▶ Extracto de la página:
<<<<
Las personas mayores frágiles representan un desafío para los clínicos, porque aunque puede ser asintomático, también pueden tener una alta carga de síntomas y, generalmente, son médicamente complejos; esto implica que son menos capaces de tolerar intervenciones de cualquier tipo. Por lo anterior, una identificación precoz de personas frágiles tiene el potencial de prevenir muchos resultados adversos relacionados con la salud. Sin embargo, aún no existe una definición clínica única aceptada ni puesta en marcha en la práctica clínica (Sternberg, Wershof Schwartz, Karunananthan et al., 2011).

Muchos factores explican la dificultad en la formulación de una definición de fragilidad (Hamerman, 1999). Las personas mayores son muy heterogéneas desde todo punto de vista, poseen una historia que afecta su desempeño en la edad adulta y los va caracterizando del punto de vista social, ambiental, educacional, funcional, médico y psicológico, lo que determina una variación considerable en su estatus basal.

La mayoría de las definiciones de fragilidad la describen como “un síndrome caracterizado por la pérdida de función, fuerza y reserva fisiológica, con un riesgo aumentado de morbimortalidad”. En el año 2004, la Sociedad Americana de Geriatría-AGS definió fragilidad en personas mayores como un “estado de vulnerabilidad aumentada a estresores producida por la declinación en las reservas fisiológicas de los sistemas neuromuscular, metabólico e inmunológico, relacionada con la edad” (Walston, Hadley, Ferrucci et al., 2006). Otras definiciones incluyen alteraciones en la movilidad, fuerza, resistencia, nutrición y actividad física (Fried, Tangen, Walston et al., 2001; Cigolle, Ofstedal, Tian y Blaum, 2009).

Por otro lado, la edad, comorbilidades crónicas y discapacidad generalmente se han asociado con fragilidad, pero existe evidencia de que esta puede existir independientemente de estos factores (Hamerman, 1999; Fried et al., 2001; Newman, Gottdiener, Mcburnie et al., 2001; Walston, 2004). Estas características no han sido, por lo tanto, integradas en la mayoría de las definiciones de fragilidad, y muchos consideran la discapacidad como un resultado más que un componente de esta.

La mayoría de las definiciones de fragilidad no incorporan la valoración cognitiva, lo que está actualmente en debate (Sternberg et al., 2011). El año 2011, una revisión sistemática de 22 artículos que evaluaron la definición de fragilidad encontró que los métodos de screening más comúnmente usados fueron la actividad física, velocidad de marcha y cognición. Así, la fragilidad física se relaciona con un riesgo aumentado de deterioro cognitivo leve y un aumento en la velocidad de declinación cognitiva con la edad (Boyle, Buchman, Wilson et al., 2010). Por su parte, la presencia de deterioro cognitivo aumenta la probabilidad de resultados de salud adversos en pacientes geriátricos que cumplen con la definición de fragilidad física.
>>>>
▶ Datos proporcionados:
<<<<
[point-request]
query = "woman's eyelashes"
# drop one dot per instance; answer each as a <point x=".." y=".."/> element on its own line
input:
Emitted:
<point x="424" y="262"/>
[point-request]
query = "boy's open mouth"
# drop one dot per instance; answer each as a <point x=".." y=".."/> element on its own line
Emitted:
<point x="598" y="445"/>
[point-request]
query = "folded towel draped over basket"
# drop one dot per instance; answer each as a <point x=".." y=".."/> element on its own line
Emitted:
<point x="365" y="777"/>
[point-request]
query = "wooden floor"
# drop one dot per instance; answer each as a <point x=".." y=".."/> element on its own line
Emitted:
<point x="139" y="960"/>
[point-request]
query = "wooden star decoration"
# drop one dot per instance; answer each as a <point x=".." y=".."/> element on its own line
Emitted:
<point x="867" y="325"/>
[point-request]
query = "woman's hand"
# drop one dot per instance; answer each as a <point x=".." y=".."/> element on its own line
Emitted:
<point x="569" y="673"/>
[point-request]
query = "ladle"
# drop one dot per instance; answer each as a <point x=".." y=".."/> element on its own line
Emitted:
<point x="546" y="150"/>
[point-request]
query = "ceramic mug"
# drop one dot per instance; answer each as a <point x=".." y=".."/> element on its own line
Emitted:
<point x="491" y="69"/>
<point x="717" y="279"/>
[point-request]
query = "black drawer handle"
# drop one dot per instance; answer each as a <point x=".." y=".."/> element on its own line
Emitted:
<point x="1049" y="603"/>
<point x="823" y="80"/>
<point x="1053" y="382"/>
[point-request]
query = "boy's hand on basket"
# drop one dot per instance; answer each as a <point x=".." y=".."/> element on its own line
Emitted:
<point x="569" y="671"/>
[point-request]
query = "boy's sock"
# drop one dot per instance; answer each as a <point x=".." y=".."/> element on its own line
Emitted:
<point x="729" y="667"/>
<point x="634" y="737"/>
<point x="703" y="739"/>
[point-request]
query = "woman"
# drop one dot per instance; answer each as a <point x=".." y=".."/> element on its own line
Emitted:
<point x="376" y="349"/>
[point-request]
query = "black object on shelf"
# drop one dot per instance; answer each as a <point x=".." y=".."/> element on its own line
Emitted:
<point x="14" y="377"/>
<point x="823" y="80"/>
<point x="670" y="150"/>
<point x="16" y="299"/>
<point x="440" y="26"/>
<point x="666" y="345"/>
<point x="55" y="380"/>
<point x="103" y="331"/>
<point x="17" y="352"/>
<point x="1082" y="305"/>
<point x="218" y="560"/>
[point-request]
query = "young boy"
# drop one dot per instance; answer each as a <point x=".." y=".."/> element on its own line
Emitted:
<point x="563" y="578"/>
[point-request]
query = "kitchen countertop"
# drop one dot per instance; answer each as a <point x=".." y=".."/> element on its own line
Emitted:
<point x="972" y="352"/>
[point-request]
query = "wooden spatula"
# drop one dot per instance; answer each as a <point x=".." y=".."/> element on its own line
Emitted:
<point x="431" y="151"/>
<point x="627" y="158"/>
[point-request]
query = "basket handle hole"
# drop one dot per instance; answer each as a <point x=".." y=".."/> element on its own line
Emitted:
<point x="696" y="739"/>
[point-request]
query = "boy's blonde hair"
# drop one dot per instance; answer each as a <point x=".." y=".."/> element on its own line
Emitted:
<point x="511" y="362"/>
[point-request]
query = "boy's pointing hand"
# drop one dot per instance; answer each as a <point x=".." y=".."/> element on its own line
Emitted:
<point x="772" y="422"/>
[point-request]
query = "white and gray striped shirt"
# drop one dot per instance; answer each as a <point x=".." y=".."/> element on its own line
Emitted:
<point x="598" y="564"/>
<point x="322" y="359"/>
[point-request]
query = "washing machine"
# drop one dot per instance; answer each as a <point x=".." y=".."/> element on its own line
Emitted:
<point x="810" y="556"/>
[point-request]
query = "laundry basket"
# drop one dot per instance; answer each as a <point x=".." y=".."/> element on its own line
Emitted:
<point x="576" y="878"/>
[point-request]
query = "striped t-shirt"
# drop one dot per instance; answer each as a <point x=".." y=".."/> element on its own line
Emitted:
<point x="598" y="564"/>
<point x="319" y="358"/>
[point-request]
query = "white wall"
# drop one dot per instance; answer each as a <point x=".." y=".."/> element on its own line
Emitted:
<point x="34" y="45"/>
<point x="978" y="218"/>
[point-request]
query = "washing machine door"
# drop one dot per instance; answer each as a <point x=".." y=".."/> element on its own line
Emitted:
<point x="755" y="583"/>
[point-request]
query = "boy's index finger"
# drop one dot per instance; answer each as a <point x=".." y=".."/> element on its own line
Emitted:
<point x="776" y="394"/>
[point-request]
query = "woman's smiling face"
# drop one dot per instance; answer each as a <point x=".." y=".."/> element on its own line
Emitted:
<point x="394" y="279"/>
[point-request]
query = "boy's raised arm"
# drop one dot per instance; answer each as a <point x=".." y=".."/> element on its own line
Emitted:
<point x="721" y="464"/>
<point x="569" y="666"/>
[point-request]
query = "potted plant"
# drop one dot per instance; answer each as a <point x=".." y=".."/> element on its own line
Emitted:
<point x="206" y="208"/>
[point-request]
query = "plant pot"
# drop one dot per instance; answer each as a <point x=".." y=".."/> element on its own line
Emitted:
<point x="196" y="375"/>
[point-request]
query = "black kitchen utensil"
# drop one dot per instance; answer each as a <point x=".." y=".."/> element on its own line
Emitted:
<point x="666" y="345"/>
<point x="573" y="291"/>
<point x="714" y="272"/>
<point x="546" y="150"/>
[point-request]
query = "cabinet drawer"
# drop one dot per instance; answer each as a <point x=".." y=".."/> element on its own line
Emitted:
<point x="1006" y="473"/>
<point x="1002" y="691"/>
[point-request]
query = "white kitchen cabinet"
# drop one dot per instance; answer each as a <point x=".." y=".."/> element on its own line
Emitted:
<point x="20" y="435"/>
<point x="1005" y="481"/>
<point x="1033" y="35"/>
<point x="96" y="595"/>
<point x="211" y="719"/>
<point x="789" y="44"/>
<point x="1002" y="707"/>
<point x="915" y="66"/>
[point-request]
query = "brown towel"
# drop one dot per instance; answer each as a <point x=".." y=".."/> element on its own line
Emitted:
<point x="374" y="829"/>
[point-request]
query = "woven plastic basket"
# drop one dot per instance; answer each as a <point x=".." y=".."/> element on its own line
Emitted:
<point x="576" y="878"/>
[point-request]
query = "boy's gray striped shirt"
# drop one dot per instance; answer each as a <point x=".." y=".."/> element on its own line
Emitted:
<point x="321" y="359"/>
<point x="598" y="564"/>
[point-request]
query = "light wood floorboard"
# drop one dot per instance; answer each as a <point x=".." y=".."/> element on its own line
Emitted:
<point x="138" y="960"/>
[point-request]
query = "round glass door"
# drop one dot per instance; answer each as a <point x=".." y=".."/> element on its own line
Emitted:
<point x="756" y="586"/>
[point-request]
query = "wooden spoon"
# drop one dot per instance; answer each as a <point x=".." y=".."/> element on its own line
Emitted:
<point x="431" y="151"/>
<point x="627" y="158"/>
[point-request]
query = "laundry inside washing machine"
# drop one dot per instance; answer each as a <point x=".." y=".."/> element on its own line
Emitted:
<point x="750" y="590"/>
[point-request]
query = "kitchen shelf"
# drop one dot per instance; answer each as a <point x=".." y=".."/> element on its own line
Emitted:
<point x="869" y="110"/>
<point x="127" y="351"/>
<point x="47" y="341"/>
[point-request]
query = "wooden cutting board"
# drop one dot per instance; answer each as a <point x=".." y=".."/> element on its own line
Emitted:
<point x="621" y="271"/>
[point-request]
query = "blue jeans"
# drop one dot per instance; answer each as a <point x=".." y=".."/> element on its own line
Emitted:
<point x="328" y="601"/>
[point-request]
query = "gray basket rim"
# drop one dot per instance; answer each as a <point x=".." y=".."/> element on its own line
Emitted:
>>>>
▶ Actividad 1:
Copia del fragmento sobre fragilidad el pasaje que empieza con "La mayoría de las definiciones de fragilidad no" y sigue hasta "de fragilidad física.".
▶ Actividad 2:
¿Cómo se traduce al inglés esta oración del fragmento sobre fragilidad: "Muchos factores explican la dificultad en la formulación de una definición de fragilidad (Hamerman, 1999)."?
Los registros no guardan relación con el fragmento sobre fragilidad.

▶ Resultado 1:
La mayoría de las definiciones de fragilidad no incorporan la valoración cognitiva, lo que está actualmente en debate (Sternberg et al., 2011). El año 2011, una revisión sistemática de 22 artículos que evaluaron la definición de fragilidad encontró que los métodos de screening más comúnmente usados fueron la actividad física, velocidad de marcha y cognición. Así, la fragilidad física se relaciona con un riesgo aumentado de deterioro cognitivo leve y un aumento en la velocidad de declinación cognitiva con la edad (Boyle, Buchman, Wilson et al., 2010). Por su parte, la presencia de deterioro cognitivo aumenta la probabilidad de resultados de salud adversos en pacientes geriátricos que cumplen con la definición de fragilidad física.

▶ Resultado 2:
Many factors explain the difficulty in formulating a definition of frailty (Hamerman, 1999).